__OBJECTIVE__.
Every line of the records below should be restated exactly.

===== DATA RECORDS

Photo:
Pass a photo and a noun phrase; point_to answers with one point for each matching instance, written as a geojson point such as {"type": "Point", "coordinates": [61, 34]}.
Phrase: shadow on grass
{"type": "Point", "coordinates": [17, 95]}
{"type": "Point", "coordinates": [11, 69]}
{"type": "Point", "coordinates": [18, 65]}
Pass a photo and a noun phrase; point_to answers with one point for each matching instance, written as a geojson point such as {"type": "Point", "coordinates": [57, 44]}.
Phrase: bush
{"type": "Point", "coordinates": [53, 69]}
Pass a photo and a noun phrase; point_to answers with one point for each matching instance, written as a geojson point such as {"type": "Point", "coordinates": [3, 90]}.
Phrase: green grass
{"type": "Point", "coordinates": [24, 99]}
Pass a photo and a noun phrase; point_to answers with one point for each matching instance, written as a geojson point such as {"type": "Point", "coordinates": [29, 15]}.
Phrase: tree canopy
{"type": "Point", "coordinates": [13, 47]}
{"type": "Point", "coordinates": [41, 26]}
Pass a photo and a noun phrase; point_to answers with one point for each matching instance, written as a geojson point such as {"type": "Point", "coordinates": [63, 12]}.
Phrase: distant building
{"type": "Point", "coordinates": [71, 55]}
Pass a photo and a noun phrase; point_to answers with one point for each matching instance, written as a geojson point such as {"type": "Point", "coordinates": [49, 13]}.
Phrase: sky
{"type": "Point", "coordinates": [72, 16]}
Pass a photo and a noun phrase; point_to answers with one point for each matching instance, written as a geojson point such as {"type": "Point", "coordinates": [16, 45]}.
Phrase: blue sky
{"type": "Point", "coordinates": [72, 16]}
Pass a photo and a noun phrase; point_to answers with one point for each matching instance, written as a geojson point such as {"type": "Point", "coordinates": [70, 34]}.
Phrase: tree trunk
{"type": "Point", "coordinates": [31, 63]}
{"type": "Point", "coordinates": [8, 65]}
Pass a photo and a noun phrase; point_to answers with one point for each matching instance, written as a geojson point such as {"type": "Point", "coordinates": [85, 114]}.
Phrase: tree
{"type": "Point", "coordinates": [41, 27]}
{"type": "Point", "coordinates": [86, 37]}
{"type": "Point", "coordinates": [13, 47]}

==========

__IN RESPONSE__.
Photo:
Pass a photo and a noun phrase; point_to answers with one point for each matching instance, written as a geojson point such as {"type": "Point", "coordinates": [61, 34]}.
Phrase: shadow on grass
{"type": "Point", "coordinates": [17, 95]}
{"type": "Point", "coordinates": [11, 69]}
{"type": "Point", "coordinates": [18, 65]}
Pass a photo and a noun phrase; point_to answers with one point for each matching instance, written as a geojson point such as {"type": "Point", "coordinates": [57, 44]}.
Phrase: bush
{"type": "Point", "coordinates": [53, 69]}
Pass a photo and a noun phrase; point_to answers with one point for each matching instance, written as a geojson point such as {"type": "Point", "coordinates": [3, 90]}.
Phrase: green grass
{"type": "Point", "coordinates": [24, 99]}
Pass a photo and a noun phrase; point_to answers with one point for each matching instance, written as a geojson point such as {"type": "Point", "coordinates": [29, 15]}.
Phrase: tree canopy
{"type": "Point", "coordinates": [13, 47]}
{"type": "Point", "coordinates": [41, 26]}
Pass a photo and a noun phrase; point_to answers with one point for each matching instance, written as a geojson point such as {"type": "Point", "coordinates": [63, 12]}.
Phrase: distant building
{"type": "Point", "coordinates": [71, 55]}
Pass a photo and a noun phrase; point_to answers with one point for each matching instance, written as a geojson point such as {"type": "Point", "coordinates": [49, 13]}.
Phrase: sky
{"type": "Point", "coordinates": [72, 16]}
Pass a photo and a noun phrase; point_to answers with one point for each matching instance, written as a geojson point such as {"type": "Point", "coordinates": [16, 45]}.
Phrase: blue sky
{"type": "Point", "coordinates": [72, 16]}
Pass a photo and a noun phrase; point_to answers with one point for each matching instance, written as a geojson point such as {"type": "Point", "coordinates": [70, 34]}.
Phrase: tree trunk
{"type": "Point", "coordinates": [31, 63]}
{"type": "Point", "coordinates": [8, 65]}
Pass a photo and a noun phrase; point_to answers with one point for each matching instance, written as a geojson point such as {"type": "Point", "coordinates": [85, 114]}.
Phrase: tree
{"type": "Point", "coordinates": [41, 27]}
{"type": "Point", "coordinates": [86, 37]}
{"type": "Point", "coordinates": [13, 47]}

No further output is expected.